● **Activity list**
**1.** Decide whether each statement below agrees with the rocuronium priming text. Answer yes or no for each, and quote the deciding words of the text exactly.
(a) In the study of 80 patients, group 1 was given a 0.1 mg/kg priming dose of rocuronium.
(b) Griffith et al. reported that priming with rocuronium lengthened the onset time of intubation.
(c) The clinical effect duration in the 0.6 mg/kg single dose group was 39.3±2.4 minutes.
**2.** Rewrite the stretch of the rocuronium priming text from "In their study, Griffith" through "clinical effect duration.", renaming "saline placebo" as "saline control".

The total duration of effect, defined as the time until 25% recovery of the T1 response, and the recovery index, defined as the time from 25% recovery to 75% recovery, were recorded in all patients. No significant difference was not found in our study in terms of clinical effect duration and recovery index. These findings are in agreement with other studies (20,29,30).
In their study, Griffith et al. (20) stated that while no difference was observed in terms of recovery index between the group primed with rocuronium and the group given saline placebo, priming with rocuronium shortened the onset time of intubation. In another study (30), 80 patients were divided into two groups: group 1 was administered 0.1 mg/kg priming dose rocuronium and 0.5 mg/kg rocuronium after a 4-min priming interval, and group 2 was administered 0.6 mg/kg single dose rocuronium. The clinical effect duration is noted to be 40±3.2 minutes in the priming group, whereas it was 39.3±2.4 minutes in the 0.6 mg/kg single dose rocuronium group. It was stated that priming application does not make a difference in terms of clinical effect duration.

● **Dataset entries**
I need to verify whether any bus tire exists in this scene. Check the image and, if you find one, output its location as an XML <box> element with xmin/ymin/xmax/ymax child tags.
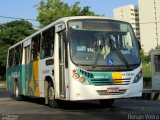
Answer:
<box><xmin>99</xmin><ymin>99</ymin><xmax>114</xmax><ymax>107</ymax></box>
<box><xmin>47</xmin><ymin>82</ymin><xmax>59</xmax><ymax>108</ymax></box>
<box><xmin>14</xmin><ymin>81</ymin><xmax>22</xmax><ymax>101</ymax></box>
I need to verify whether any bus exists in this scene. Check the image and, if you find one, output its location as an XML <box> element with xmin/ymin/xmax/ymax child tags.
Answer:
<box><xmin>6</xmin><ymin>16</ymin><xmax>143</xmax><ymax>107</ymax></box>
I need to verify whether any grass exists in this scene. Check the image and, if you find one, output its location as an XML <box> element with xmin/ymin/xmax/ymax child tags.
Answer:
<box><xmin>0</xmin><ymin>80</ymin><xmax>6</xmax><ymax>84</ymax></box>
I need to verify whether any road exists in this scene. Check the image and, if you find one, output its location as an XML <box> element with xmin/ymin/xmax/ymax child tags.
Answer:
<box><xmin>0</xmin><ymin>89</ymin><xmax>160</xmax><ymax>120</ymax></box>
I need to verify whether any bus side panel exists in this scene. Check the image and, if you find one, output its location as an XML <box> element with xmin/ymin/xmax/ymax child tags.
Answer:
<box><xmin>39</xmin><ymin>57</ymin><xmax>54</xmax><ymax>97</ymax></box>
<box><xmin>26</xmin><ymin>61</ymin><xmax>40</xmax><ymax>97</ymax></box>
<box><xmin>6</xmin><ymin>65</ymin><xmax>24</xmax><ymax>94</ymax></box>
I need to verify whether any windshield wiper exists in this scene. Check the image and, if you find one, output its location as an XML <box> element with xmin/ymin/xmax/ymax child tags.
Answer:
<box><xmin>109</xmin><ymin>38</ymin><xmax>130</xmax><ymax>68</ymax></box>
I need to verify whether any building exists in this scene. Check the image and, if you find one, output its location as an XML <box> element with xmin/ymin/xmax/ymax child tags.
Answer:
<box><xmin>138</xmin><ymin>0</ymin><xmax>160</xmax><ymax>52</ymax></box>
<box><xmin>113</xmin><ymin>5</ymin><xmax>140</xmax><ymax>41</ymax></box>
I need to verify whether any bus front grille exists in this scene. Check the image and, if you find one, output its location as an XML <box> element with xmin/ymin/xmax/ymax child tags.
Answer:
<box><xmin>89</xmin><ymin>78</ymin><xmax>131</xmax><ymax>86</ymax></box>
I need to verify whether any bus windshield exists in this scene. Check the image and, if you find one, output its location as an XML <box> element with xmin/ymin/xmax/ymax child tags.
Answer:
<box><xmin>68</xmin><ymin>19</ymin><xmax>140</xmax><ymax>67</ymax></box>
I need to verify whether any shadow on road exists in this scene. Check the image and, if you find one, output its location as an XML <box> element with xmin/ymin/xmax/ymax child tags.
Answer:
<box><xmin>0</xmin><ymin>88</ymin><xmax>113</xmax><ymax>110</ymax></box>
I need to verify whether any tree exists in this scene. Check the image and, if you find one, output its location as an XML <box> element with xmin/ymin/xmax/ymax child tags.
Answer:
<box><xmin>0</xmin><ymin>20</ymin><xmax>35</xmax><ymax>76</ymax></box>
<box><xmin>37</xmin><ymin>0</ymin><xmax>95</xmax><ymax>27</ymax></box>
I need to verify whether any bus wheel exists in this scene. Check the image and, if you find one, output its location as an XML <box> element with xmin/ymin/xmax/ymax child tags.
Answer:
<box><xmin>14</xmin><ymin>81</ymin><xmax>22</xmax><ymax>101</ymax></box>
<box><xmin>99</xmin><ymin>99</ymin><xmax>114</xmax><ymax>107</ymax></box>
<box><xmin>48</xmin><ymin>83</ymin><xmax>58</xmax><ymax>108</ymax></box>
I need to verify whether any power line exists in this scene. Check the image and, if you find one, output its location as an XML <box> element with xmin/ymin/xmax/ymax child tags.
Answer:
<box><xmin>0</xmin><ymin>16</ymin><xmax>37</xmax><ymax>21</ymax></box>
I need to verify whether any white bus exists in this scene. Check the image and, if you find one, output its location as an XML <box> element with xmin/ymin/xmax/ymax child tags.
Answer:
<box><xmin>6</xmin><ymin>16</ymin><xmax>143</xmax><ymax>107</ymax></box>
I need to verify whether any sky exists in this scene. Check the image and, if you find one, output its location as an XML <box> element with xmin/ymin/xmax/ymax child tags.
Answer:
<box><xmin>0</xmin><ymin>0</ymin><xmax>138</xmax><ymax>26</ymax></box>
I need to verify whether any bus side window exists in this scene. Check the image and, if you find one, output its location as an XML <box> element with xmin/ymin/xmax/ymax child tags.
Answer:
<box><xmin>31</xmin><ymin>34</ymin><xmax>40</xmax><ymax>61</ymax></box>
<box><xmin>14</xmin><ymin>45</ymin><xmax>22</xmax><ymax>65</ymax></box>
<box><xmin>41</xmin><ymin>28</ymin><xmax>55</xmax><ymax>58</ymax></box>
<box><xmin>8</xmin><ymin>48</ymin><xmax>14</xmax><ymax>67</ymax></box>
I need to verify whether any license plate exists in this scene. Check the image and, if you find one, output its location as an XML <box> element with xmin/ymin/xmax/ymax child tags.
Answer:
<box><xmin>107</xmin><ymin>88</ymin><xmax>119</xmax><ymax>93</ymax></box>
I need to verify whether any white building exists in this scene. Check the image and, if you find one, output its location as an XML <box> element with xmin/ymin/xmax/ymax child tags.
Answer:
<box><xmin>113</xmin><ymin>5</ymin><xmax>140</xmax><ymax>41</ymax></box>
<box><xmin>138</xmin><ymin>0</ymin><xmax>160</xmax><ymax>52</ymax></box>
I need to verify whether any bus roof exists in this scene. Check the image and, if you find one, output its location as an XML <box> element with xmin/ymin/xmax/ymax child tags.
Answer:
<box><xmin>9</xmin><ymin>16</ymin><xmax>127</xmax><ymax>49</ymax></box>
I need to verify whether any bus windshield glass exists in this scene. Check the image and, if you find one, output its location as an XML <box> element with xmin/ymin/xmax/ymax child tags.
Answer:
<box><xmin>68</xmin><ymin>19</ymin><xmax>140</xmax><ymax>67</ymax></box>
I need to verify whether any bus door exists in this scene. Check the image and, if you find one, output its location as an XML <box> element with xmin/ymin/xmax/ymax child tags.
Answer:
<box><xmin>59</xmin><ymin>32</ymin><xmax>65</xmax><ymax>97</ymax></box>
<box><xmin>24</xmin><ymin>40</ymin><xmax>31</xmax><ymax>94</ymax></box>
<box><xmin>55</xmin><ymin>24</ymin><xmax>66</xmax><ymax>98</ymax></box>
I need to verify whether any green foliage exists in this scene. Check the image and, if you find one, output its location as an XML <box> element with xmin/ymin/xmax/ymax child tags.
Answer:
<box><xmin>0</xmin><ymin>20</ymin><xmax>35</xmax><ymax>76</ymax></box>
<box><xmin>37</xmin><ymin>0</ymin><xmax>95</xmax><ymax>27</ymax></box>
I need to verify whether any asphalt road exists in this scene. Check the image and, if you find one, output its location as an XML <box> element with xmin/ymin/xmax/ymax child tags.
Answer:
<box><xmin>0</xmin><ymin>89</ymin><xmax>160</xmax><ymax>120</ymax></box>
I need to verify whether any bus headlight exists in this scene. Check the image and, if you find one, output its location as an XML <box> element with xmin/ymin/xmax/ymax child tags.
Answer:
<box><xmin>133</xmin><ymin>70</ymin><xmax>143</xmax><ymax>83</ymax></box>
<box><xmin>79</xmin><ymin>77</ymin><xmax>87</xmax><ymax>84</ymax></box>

==

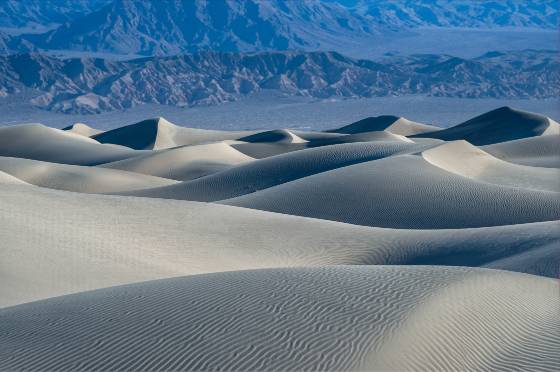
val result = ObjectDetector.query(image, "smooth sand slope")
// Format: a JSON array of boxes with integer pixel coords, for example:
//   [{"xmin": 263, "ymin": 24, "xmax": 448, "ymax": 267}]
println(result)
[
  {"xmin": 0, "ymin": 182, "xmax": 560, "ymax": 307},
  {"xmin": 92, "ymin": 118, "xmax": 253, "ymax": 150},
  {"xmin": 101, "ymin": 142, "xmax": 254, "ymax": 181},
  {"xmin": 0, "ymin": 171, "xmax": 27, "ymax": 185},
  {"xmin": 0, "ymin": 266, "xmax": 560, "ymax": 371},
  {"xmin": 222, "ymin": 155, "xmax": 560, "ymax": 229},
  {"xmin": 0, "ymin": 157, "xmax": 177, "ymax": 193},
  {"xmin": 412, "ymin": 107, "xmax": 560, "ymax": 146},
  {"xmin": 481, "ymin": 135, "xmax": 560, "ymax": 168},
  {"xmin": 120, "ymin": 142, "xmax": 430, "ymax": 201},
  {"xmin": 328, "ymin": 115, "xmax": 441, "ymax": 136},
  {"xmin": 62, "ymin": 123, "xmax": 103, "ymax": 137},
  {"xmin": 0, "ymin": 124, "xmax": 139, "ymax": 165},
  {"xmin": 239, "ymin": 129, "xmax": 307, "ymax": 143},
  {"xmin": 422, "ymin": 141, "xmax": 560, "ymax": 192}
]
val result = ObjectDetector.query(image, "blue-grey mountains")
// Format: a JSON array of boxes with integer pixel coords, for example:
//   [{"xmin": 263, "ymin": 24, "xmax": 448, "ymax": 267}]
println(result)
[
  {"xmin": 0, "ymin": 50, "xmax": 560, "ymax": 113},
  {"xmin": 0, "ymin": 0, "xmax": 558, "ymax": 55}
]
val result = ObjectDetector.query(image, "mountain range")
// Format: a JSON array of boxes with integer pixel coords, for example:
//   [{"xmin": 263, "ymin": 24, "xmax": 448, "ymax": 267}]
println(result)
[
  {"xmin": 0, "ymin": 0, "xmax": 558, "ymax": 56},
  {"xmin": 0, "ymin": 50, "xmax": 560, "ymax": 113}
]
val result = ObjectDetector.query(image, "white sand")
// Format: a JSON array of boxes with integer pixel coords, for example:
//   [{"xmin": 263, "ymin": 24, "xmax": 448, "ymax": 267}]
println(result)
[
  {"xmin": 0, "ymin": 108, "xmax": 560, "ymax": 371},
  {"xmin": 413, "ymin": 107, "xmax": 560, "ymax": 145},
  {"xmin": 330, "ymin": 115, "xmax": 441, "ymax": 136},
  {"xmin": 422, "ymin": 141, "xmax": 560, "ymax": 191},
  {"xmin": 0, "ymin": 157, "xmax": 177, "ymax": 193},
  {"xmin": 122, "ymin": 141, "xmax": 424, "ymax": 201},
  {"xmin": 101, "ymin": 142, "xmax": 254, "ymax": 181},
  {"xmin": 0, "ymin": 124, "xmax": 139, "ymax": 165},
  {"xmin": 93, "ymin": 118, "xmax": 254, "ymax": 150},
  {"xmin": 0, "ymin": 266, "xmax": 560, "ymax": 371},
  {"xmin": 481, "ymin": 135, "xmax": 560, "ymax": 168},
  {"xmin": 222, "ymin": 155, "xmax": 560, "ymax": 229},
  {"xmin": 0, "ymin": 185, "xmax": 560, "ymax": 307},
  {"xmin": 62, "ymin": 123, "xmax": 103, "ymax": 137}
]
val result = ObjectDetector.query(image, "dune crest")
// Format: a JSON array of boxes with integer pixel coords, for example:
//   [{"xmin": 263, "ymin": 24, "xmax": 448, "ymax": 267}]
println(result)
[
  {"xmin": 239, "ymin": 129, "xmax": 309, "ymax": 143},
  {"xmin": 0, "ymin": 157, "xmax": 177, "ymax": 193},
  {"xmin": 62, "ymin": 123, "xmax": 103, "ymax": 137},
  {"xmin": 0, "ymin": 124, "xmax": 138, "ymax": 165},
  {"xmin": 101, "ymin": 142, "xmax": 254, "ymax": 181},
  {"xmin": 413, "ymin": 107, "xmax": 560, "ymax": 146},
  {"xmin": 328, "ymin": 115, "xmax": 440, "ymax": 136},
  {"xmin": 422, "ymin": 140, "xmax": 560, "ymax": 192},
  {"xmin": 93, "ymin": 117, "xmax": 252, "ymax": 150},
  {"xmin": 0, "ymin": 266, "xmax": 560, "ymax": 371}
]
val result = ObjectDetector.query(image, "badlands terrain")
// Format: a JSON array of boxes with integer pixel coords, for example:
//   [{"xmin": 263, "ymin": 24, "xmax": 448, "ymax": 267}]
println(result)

---

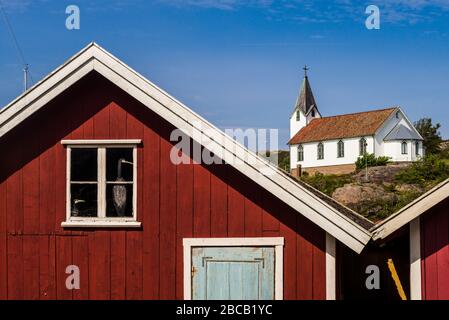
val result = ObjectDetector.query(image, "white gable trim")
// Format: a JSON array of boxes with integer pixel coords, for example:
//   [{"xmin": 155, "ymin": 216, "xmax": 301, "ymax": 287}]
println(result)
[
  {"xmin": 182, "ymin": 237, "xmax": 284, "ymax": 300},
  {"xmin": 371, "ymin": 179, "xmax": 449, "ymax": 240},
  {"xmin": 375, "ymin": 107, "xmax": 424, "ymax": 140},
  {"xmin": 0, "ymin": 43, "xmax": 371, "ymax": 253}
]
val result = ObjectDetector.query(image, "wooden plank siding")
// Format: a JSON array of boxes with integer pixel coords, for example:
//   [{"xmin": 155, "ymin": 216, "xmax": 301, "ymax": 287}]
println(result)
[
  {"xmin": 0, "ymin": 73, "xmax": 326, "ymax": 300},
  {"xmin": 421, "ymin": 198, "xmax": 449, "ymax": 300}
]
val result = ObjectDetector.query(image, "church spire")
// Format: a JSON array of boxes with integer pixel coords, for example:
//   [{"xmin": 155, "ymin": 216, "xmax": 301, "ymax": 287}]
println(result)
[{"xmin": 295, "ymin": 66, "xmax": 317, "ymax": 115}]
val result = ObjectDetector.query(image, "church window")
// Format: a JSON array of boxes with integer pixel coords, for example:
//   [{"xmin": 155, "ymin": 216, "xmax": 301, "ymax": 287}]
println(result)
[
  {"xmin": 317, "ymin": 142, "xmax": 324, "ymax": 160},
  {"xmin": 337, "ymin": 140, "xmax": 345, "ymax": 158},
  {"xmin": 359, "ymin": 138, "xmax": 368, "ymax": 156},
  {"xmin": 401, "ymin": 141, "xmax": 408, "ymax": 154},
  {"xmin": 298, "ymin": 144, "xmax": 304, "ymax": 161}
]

● **Response list**
**1.**
(a) Yes: "group 1 was administered 0.1 mg/kg priming dose rocuronium"
(b) No: "priming with rocuronium shortened the onset time of intubation"
(c) Yes: "whereas it was 39.3±2.4 minutes in the 0.6 mg/kg single dose rocuronium group"

**2.**
In their study, Griffith et al. (20) stated that while no difference was observed in terms of recovery index between the group primed with rocuronium and the group given saline control, priming with rocuronium shortened the onset time of intubation. In another study (30), 80 patients were divided into two groups: group 1 was administered 0.1 mg/kg priming dose rocuronium and 0.5 mg/kg rocuronium after a 4-min priming interval, and group 2 was administered 0.6 mg/kg single dose rocuronium. The clinical effect duration is noted to be 40±3.2 minutes in the priming group, whereas it was 39.3±2.4 minutes in the 0.6 mg/kg single dose rocuronium group. It was stated that priming application does not make a difference in terms of clinical effect duration.